• PROMPT:
From the lines below, pull out every line that contains the word "flower" and copy each one unchanged.

[Records from a data collection]

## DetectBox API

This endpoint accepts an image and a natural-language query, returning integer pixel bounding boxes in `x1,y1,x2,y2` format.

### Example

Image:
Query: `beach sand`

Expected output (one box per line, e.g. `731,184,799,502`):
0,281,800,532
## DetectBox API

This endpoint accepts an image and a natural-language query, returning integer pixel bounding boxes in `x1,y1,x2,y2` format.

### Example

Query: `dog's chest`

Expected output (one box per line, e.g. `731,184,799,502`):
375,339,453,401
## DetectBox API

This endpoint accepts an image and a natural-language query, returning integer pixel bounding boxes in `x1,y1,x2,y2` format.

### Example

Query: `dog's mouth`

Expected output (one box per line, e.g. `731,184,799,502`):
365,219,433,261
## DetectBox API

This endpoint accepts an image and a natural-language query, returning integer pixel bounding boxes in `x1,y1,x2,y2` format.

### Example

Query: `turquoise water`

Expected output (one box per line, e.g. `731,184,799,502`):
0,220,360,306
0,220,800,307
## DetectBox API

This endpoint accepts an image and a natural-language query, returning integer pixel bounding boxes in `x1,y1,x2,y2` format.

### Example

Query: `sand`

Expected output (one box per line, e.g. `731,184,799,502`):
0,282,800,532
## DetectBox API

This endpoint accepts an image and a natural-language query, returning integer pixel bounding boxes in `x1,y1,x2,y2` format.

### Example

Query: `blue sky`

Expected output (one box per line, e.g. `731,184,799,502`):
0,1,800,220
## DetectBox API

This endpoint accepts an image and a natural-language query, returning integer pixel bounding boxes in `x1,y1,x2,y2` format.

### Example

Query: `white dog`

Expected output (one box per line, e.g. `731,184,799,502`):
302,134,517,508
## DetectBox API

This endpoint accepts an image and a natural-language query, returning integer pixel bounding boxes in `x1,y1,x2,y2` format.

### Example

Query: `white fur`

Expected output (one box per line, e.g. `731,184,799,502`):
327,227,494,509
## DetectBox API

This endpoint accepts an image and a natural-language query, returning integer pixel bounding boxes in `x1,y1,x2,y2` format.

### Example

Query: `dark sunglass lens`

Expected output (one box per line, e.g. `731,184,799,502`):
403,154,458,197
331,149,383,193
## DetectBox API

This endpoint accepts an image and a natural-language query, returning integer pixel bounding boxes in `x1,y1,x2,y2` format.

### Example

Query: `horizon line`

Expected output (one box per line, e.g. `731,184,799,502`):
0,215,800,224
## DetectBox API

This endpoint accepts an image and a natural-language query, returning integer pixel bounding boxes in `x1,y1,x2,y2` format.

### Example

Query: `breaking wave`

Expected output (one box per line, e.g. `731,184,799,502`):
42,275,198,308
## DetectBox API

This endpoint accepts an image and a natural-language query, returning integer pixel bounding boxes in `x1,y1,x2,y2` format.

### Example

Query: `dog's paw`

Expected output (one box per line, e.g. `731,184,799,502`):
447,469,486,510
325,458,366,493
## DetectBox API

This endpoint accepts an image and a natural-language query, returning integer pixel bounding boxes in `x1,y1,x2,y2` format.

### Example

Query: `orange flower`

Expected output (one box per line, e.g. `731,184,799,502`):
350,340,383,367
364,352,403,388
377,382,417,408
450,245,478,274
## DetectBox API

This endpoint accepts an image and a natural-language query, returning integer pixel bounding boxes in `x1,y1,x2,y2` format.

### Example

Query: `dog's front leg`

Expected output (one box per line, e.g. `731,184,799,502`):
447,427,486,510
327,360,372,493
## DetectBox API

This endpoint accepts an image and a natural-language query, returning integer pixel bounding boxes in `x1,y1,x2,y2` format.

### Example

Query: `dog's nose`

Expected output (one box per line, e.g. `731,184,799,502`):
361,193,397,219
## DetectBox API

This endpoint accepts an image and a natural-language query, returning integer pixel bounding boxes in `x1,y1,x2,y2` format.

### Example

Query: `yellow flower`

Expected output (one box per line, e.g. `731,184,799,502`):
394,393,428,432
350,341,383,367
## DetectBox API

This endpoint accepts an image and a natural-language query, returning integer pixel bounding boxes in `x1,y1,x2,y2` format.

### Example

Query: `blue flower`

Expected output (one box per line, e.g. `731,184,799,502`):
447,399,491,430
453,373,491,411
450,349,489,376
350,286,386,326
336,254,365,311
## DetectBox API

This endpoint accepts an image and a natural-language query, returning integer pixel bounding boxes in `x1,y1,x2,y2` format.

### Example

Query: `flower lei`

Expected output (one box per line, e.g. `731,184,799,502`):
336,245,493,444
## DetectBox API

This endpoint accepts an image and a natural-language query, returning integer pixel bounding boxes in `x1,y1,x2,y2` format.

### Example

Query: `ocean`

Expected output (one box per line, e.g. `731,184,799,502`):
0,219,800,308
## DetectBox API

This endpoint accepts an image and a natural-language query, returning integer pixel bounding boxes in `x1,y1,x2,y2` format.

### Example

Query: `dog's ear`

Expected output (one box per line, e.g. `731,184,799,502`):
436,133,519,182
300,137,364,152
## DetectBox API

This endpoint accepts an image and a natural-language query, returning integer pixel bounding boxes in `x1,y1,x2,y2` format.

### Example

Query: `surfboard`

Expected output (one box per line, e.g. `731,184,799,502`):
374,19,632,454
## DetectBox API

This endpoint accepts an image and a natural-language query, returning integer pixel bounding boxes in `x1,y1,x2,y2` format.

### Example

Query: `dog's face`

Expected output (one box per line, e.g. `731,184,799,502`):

• TASK SOLUTION:
Query: `orange flower`
Query: `yellow flower`
Query: `blue flower`
Query: `flower lei`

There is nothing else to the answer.